◆ **TEXT BLOCK**:
☆ ☆ ☆ ☆

This project extends the work presented in the paper "Human Expertise in Algorithmic Prediction". The paper discusses how algorithms, such as deep models trained via empirical risk minimization, have generally outperformed human experts in various domains. It proposes a framework for identifying regions within the input space where human experts are more likely to outperform the model and when an algorithm should "ask" a human expert to help. They demonstrate this framework on a medical binary classification task with expert human annotators (doctors) in their experiments. This project explores this framework in a multi-class classification setting with less reliable human annotators (mechanical turkers).
This repository extends their experiments to a multi-class classification setting - the CIFAR-10 dataset. It lets
- Set up the environment and download the relevant data.
- Infers with each model in the model zoo on the CIFAR-10 test set and saves the predictions. The vector of predictions for each example is our input space
$X$ for the framework. See Appendix F of the paper for more details. - Clusters vectors of predictions (using KMedoids) to find approximate alpha indistinguishable subsets.
- Examines model and human performance within each cluster. I try the Chebyshev distance metric proposed in the paper, in addition to Hamming distance, which I thought might be a better fit for the multi-class setting, but didn't yield any meaningful results. Identifies a cluster of examples where all models perform poorly, when compared to performance in other clusters.
- Explores the types of mistakes made by each model within this cluster and finds a region where models have difficulty distinguishing between the "dog" and "cat" classes.

☆ ☆ ☆ ☆

◆ **RECORD SET**:
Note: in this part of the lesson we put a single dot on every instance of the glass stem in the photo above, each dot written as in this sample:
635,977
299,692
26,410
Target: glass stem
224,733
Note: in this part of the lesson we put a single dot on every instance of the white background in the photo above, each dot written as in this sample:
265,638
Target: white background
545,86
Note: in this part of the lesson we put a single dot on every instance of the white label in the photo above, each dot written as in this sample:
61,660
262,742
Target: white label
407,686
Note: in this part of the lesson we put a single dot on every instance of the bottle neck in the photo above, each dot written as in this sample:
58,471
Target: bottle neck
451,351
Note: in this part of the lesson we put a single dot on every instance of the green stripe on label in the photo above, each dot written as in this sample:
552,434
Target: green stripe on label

☆ ☆ ☆ ☆

◆ **ASSIGNMENT**: Rewrite the project description from "This repository extends" up to and including "alpha indistinguishable subsets.", changing "predictions" to "outputs" throughout.

◆ **OUTPUT**:
This repository extends their experiments to a multi-class classification setting - the CIFAR-10 dataset. It lets
- Set up the environment and download the relevant data.
- Infers with each model in the model zoo on the CIFAR-10 test set and saves the outputs. The vector of outputs for each example is our input space
$X$ for the framework. See Appendix F of the paper for more details. - Clusters vectors of outputs (using KMedoids) to find approximate alpha indistinguishable subsets.